=== EXERCISE REQUIREMENTS ===
Duplicate the material below line for line, leaving out the pictures.

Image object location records
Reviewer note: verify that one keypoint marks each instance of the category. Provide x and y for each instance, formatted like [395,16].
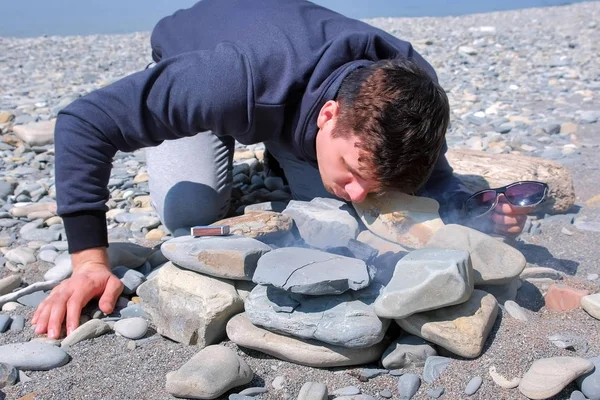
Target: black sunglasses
[518,194]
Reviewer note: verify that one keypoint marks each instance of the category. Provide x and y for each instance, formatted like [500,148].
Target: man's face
[338,161]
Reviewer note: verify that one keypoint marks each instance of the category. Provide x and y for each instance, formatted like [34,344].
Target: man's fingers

=== FULL OUTPUT ===
Reviewer note: verify that one keypoint marks each instance of the category. Provide x and y for each instance, formatted like [395,16].
Target: black sunglasses
[518,194]
Reviewer note: verify that one keypoint marks each instance of the category. Provide x and y for each instance, formatted like [500,148].
Target: man's face
[338,161]
Reviewer note: verify that one keypoint marks each instance of the category. Provide x and y for each instance, formatted like [34,344].
Target: man's fingers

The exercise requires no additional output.